Dr. Albert Oriol, ICO haematologist and researcher for the Josep Carreras Institute, is the researcher who is taking part in this international clinical trial, recently published in the New England Journal of Medicine medical journal. In it, 792 multiple myeloma patients in relapse have been included. A third drug has been added (carfilzomib) to the combination (lenalidomide and dexamethasone) they usually receive. 

This variation prolonged the time of response to the treatment before the following relapse by more than half a year (from 18 to 26 months). Just as important as this is the fact that the combination of the three drugs was not more toxic than the two drugs previously administered. Other studies underway are exploring similar combinations, combining more active and powerful drugs with which improved efficiency is not counteracted by higher toxicity.

Towards the end of 2014, Dr. Oriol also took part in another successful international clinical trial through the Josep Carreras Research Institute and the Catalan Oncology Institute. This first study was aimed at the improvement of the treatment for multiple myeloma patients who cannot receive a bone marrow transplant due to their advanced age, which is most of them. View more information HERE

Multiple myeloma

The multiple myeloma (MM) is a type of blood cancer that affects plasmatic cells, a type of white cell mostly found in the bone marrow. It usually affects elderly people, the average age being 65. Only 15% of patients are under 50 and just 2% are less than 40 years old.

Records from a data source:
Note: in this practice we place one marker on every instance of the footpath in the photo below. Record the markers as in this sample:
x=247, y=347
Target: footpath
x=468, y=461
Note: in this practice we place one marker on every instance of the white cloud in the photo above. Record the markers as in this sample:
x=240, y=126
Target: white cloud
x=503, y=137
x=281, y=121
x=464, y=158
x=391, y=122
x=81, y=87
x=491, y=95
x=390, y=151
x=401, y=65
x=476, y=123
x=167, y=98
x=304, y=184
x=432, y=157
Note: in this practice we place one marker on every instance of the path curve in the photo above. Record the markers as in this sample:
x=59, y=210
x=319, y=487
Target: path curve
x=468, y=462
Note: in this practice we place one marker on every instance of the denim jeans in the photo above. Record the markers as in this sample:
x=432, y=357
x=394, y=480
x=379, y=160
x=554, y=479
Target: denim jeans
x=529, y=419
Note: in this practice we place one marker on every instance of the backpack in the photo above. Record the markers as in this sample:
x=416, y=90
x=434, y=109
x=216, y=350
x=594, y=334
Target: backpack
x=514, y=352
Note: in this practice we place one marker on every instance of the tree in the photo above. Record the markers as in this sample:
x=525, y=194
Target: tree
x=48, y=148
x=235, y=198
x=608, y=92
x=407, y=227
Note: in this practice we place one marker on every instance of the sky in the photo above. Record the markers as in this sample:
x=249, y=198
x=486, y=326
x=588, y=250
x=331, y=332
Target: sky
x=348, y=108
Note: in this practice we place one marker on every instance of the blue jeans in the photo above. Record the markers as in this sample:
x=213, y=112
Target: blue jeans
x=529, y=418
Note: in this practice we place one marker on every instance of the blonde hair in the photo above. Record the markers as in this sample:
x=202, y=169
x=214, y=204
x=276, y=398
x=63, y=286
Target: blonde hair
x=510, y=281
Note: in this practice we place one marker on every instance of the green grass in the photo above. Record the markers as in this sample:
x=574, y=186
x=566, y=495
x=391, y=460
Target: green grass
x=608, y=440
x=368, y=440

Work instructions:
**1)** Reproduce verbatim the stretch of the multiple myeloma text from "Dr. Albert Oriol, ICO" through "by higher toxicity.".
**2)** Extend the multiple myeloma text past its final sentence.
The records play no part in what is asked here.

Outputs by task:
**1)**
Dr. Albert Oriol, ICO haematologist and researcher for the Josep Carreras Institute, is the researcher who is taking part in this international clinical trial, recently published in the New England Journal of Medicine medical journal. In it, 792 multiple myeloma patients in relapse have been included. A third drug has been added (carfilzomib) to the combination (lenalidomide and dexamethasone) they usually receive. 

This variation prolonged the time of response to the treatment before the following relapse by more than half a year (from 18 to 26 months). Just as important as this is the fact that the combination of the three drugs was not more toxic than the two drugs previously administered. Other studies underway are exploring similar combinations, combining more active and powerful drugs with which improved efficiency is not counteracted by higher toxicity.

**2)**
If they require treatment, for patients under 70 it will be based on classic intravenous chemotherapy, which might be joined to one or more of the new agents and followed by an autologous transplant (which has become part of the standard treatment for this disease). The objective of this treatment is always to slow down the development of the disease and improve the symptoms. Regretfully, none of them cures it.  

Multiple myeloma is one of the haematologic diseases in which there has been more progress in the last few years. Optimization of the initial treatment has allowed the time to the following relapse to double and the survival of the patients, although most of them eventually relapse and have to be treated again. Traditionally, second-line and further treatments consist in the use of sequential drugs to obtain shorter and shorter responses with the least possible toxicity. Lately, more active combinations are being researched that allow results in relapsing patients to improve too.